• [TASK DESCRIPTION]
Find every line in the entries below that contains the string "track", treating case as significant, and copy each of those lines.

• [GIVEN RECORDS]

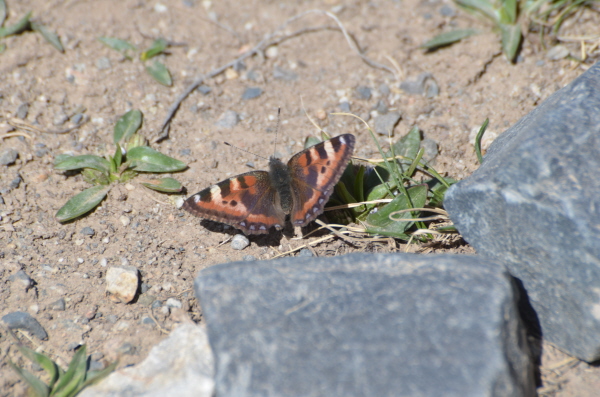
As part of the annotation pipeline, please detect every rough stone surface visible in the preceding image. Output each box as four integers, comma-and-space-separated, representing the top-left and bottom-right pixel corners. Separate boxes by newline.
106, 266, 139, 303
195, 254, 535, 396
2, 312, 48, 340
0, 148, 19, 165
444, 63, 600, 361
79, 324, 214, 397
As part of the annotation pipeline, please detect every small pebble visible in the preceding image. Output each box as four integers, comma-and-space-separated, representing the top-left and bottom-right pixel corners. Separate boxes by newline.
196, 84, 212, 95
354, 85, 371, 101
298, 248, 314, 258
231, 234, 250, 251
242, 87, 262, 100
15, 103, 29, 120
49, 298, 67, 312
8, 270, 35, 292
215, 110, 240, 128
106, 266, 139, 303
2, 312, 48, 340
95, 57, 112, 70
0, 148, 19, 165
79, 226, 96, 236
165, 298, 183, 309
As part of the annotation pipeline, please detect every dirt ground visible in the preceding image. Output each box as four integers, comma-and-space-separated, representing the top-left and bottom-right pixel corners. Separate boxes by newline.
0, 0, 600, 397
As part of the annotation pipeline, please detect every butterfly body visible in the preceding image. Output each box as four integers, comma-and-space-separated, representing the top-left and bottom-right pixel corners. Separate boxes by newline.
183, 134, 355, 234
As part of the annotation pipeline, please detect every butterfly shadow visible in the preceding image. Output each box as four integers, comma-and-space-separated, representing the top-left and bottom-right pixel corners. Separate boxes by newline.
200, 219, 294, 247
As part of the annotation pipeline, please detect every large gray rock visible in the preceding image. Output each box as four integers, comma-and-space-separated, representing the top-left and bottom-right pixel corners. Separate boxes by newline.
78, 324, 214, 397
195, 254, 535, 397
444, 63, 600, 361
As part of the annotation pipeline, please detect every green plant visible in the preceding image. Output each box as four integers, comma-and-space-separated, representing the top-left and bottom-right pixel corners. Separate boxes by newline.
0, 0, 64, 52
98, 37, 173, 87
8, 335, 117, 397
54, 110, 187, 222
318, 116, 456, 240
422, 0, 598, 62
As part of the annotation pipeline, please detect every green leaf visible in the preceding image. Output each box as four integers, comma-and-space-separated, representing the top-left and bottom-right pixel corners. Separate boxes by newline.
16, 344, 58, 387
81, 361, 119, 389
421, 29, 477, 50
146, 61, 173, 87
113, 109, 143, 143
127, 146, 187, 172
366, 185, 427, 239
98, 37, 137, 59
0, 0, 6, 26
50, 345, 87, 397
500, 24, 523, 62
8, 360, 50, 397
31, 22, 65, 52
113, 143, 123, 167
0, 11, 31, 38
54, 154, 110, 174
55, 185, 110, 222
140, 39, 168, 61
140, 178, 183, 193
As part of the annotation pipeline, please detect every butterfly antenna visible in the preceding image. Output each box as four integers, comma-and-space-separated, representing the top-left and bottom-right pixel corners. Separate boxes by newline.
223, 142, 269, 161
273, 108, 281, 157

==

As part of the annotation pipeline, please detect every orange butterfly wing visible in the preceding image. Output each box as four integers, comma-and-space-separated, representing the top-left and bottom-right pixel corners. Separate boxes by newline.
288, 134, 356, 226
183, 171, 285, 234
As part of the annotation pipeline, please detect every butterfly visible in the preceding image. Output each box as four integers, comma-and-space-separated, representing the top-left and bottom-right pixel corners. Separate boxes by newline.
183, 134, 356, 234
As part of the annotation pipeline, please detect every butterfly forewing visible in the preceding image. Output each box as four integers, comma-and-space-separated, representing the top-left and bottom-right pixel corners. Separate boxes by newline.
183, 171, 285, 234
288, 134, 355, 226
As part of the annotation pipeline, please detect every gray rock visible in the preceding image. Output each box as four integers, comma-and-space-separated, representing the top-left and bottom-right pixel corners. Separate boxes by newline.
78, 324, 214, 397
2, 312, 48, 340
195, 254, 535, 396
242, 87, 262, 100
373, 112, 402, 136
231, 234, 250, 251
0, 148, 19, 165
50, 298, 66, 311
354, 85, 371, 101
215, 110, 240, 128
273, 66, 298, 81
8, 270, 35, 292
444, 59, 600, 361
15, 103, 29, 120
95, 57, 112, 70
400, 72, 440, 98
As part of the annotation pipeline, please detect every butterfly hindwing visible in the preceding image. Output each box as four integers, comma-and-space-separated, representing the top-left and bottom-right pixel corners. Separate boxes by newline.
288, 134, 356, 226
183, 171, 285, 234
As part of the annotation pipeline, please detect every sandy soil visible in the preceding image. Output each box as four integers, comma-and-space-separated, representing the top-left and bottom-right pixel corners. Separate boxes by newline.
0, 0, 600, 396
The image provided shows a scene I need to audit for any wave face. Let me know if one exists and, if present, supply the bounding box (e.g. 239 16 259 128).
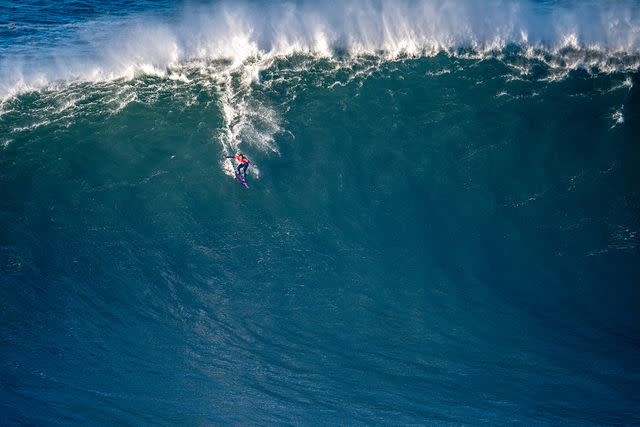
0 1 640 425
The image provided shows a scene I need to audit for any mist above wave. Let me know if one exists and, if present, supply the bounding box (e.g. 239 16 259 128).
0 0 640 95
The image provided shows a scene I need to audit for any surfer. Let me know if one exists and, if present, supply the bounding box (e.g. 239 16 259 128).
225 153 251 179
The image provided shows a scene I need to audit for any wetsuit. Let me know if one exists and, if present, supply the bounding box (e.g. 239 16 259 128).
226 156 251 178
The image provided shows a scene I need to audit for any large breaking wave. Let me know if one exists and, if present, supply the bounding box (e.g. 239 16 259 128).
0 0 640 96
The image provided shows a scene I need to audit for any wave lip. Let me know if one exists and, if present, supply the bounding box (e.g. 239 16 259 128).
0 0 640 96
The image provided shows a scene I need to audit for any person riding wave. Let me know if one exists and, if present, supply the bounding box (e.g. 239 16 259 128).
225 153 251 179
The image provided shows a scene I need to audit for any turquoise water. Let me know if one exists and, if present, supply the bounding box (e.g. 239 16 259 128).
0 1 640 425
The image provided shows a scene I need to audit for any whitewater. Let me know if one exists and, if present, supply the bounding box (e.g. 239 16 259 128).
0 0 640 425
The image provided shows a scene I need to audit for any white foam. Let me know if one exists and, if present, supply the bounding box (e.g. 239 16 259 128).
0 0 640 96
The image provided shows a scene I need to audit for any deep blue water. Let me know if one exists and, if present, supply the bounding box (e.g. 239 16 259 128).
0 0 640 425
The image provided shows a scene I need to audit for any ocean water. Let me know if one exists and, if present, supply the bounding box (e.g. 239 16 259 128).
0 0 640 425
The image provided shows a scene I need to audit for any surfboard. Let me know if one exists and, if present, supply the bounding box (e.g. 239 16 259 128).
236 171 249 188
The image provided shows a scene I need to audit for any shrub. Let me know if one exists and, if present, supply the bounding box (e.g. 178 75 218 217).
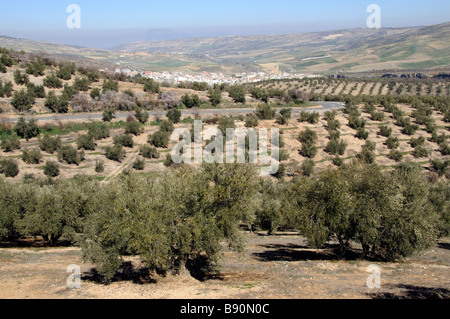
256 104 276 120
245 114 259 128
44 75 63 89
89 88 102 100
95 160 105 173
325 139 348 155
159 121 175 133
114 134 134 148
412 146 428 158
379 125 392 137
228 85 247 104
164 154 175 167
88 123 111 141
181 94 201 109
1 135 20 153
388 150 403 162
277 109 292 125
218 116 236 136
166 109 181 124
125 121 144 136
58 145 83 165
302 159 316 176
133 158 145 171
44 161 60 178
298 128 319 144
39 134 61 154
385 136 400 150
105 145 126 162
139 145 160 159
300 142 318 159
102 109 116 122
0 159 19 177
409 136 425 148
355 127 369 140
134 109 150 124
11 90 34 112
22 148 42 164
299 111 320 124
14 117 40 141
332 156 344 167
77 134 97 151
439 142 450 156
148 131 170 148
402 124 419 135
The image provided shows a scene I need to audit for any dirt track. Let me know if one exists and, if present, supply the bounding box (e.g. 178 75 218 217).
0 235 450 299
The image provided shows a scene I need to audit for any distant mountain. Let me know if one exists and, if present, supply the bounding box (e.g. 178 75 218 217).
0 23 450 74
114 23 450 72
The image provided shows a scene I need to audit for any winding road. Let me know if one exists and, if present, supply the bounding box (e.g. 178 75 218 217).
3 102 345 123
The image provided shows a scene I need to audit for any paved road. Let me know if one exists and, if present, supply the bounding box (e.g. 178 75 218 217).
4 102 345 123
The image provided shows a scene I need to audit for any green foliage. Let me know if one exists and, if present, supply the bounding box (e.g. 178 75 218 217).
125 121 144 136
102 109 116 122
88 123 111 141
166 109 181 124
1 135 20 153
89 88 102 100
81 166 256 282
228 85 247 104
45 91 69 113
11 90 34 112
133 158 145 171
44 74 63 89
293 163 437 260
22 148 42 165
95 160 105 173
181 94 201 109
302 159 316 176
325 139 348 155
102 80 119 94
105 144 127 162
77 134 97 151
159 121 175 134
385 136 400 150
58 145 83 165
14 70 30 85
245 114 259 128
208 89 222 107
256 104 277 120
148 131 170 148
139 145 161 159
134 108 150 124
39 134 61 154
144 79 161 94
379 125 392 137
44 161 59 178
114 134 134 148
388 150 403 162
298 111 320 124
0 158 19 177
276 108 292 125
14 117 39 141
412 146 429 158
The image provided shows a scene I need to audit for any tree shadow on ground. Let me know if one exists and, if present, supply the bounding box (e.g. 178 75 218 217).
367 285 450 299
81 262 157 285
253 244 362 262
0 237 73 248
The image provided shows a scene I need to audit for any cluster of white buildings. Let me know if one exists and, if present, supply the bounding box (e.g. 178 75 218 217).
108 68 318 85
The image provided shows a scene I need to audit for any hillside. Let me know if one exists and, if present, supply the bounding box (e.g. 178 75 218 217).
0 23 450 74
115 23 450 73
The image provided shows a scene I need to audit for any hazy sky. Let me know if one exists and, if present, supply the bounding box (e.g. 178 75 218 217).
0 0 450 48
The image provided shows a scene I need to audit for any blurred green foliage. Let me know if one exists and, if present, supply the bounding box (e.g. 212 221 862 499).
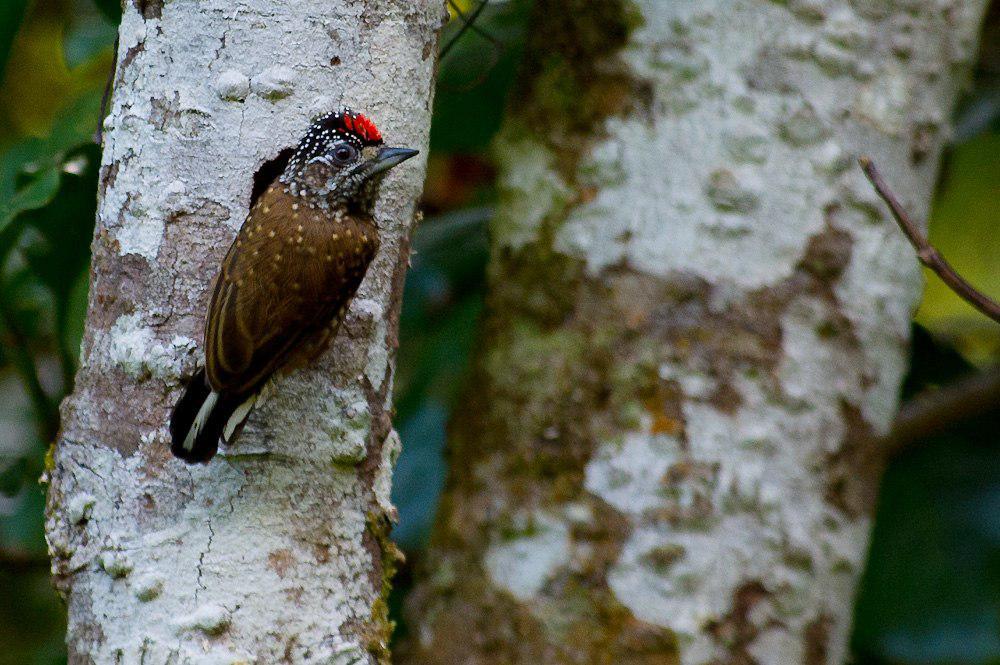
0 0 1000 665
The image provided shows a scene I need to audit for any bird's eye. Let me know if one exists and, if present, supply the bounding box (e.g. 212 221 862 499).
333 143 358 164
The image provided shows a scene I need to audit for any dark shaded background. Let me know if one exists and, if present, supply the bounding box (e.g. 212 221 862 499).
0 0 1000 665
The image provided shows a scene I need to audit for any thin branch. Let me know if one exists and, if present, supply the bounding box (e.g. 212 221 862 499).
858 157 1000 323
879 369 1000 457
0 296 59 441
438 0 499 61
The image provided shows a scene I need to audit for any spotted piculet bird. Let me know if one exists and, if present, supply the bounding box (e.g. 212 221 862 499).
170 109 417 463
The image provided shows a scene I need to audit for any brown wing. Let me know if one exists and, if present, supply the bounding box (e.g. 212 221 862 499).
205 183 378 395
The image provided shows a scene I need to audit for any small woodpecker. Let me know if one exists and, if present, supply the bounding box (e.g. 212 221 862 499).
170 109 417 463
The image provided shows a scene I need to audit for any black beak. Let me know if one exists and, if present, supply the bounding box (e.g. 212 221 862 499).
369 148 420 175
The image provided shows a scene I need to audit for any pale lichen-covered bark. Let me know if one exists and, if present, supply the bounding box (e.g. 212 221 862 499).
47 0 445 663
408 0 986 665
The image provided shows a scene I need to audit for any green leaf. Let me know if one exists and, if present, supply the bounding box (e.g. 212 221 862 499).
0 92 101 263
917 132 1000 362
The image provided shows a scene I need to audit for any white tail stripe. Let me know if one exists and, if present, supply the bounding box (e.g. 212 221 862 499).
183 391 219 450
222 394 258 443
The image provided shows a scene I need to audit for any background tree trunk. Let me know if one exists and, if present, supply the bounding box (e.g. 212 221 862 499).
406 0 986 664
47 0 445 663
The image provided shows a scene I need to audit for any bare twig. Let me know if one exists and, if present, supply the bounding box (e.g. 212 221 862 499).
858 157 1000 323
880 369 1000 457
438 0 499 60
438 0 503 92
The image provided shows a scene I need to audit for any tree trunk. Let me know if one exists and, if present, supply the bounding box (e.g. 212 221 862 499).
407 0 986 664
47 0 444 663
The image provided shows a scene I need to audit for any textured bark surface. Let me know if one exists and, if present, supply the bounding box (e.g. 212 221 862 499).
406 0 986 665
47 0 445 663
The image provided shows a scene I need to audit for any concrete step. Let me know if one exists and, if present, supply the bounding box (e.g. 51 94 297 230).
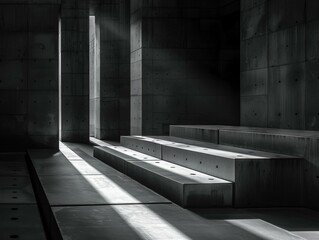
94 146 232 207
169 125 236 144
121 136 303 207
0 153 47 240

...

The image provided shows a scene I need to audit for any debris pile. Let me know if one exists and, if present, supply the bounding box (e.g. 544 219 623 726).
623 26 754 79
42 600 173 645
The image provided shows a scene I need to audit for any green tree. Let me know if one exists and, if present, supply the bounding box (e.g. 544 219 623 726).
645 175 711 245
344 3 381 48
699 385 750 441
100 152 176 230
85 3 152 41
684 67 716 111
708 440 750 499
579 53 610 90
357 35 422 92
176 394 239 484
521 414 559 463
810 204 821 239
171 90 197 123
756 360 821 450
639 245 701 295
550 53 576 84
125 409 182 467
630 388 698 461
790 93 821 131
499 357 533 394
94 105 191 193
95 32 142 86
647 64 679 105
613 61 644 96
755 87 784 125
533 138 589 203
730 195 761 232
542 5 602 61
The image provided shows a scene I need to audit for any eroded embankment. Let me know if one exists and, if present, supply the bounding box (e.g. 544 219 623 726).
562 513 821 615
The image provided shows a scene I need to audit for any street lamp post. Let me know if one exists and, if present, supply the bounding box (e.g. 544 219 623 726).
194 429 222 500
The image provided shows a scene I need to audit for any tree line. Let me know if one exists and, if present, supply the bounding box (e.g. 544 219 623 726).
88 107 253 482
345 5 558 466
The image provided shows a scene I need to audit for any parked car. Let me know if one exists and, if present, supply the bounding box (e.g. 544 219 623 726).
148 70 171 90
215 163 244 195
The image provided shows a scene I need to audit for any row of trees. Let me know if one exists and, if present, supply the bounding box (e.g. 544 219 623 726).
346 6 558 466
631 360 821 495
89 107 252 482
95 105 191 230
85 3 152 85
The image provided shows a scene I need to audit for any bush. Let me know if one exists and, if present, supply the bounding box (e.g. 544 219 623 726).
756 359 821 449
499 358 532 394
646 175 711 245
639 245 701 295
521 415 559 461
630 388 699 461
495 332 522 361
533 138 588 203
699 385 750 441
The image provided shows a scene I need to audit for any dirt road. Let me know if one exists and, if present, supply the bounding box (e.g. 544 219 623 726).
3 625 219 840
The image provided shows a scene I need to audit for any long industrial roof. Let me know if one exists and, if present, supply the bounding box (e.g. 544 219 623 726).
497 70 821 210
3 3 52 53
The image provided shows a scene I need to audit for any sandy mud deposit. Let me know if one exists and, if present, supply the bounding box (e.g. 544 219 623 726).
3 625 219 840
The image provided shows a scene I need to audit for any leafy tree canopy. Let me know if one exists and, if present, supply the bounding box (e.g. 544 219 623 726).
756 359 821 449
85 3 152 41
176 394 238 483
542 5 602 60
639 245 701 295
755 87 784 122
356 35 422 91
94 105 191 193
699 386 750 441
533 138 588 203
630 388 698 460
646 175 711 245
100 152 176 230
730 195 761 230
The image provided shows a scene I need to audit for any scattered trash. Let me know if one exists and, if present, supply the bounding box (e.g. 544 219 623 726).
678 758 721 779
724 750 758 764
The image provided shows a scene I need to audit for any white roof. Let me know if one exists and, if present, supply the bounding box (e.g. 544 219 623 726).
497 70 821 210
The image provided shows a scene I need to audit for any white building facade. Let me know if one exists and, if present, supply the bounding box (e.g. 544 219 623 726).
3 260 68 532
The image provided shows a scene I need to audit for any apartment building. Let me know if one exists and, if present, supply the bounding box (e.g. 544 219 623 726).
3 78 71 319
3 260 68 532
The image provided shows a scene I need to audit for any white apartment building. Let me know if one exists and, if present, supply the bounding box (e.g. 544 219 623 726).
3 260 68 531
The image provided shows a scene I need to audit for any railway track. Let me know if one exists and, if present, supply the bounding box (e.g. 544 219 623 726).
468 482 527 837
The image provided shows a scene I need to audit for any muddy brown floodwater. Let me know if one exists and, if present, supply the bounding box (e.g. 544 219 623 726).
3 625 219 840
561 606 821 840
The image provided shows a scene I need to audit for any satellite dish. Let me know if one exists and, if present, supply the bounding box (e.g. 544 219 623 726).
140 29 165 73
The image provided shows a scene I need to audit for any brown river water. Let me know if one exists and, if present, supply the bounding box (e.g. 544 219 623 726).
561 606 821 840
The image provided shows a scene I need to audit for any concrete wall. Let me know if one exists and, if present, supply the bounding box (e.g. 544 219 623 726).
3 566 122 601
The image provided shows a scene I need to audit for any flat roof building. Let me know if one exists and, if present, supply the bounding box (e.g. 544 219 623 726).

• [TASK SOLUTION]
The image provided shows a scene I need to audit for any dirt track. Let me know if one exists and, if present, supply the bounding box (e.g. 178 75 218 217).
The image provided shows a scene I need to audit for any railway track. Let me know if one exists and, if present, supply the bounding box (e.g. 544 219 623 726).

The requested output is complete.